TASK DETAILS:
Print the listing below exactly as written.

##### EXTRACTED RECORDS #####

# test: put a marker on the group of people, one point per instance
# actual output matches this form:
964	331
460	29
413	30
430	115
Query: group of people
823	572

#####

REPLY TO THE TASK:
# test: put a marker on the group of people, one point per instance
# actual output matches this form:
964	331
460	29
413	30
430	115
Query: group of people
823	572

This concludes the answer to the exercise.